# Task A
Retype the passage of the passive income interview starting with "Kris: You know" and going on through "keep paying you.".
# Task B
Quote each sentence in the passive income interview that contains the phrase "Real Estate".

# Document text
══════════════════════════════
Matt: Mmhmm. You know, I think I was 34 or 35 years old when I first even heard the term “passive income.” And I probably heard it form so many people of the masses heard it through Robert Kiyosaki’s Rich Dad Poor Dad. I so wish I would have read that book in my senior year in high school or even in college. I mean, life would have turned out much differently if I have had that information then. Where did you hear about that first? What was it about that, I guess, Real Estate or the concept of passive income, residual income that was first attracted to you?

Kris: You know what, it was before I even bought my very first house, I met a man that made a lot of money in Real Estate. I was attending a community class and he was teaching on finance, not residual, not Real Estate but he was such a fascinating specimen, businessman that after class, I pull him aside often and he told me about Real Estate. He told me that “yeah, if you buy a house and you buy it right away, you can create a passive or residual income where you don’t necessarily have to deal anymore work but it’s going to keep paying you.
══════════════════════════════
# Supplied material
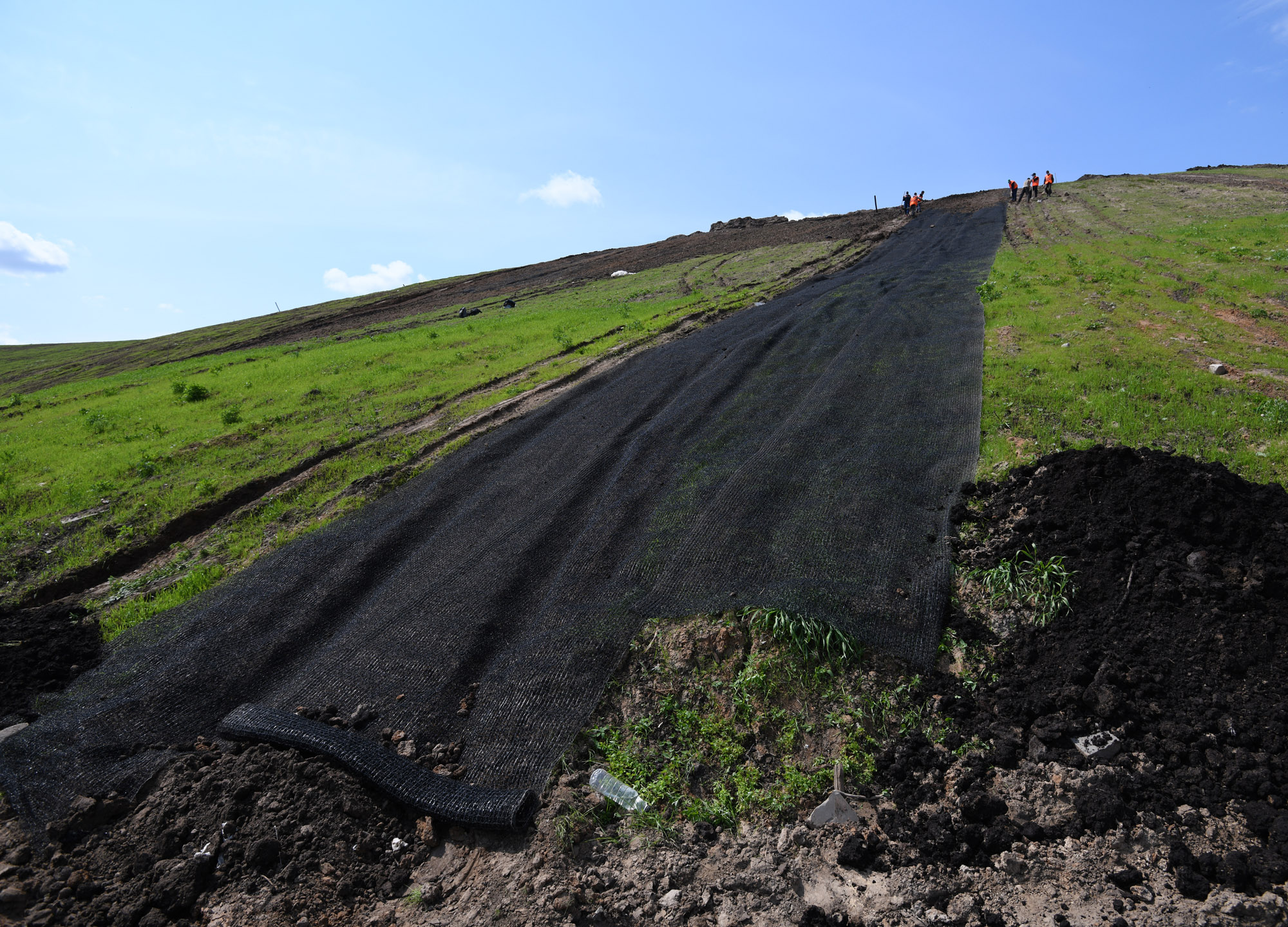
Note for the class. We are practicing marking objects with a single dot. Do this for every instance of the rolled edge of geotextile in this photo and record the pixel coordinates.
(439, 796)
══════════════════════════════
# Written answer A
Kris: You know what, it was before I even bought my very first house, I met a man that made a lot of money in Real Estate. I was attending a community class and he was teaching on finance, not residual, not Real Estate but he was such a fascinating specimen, businessman that after class, I pull him aside often and he told me about Real Estate. He told me that “yeah, if you buy a house and you buy it right away, you can create a passive or residual income where you don’t necessarily have to deal anymore work but it’s going to keep paying you.

# Written answer B
1. What was it about that, I guess, Real Estate or the concept of passive income, residual income that was first attracted to you?
2. You know what, it was before I even bought my very first house, I met a man that made a lot of money in Real Estate.
3. I was attending a community class and he was teaching on finance, not residual, not Real Estate but he was such a fascinating specimen, businessman that after class, I pull him aside often and he told me about Real Estate.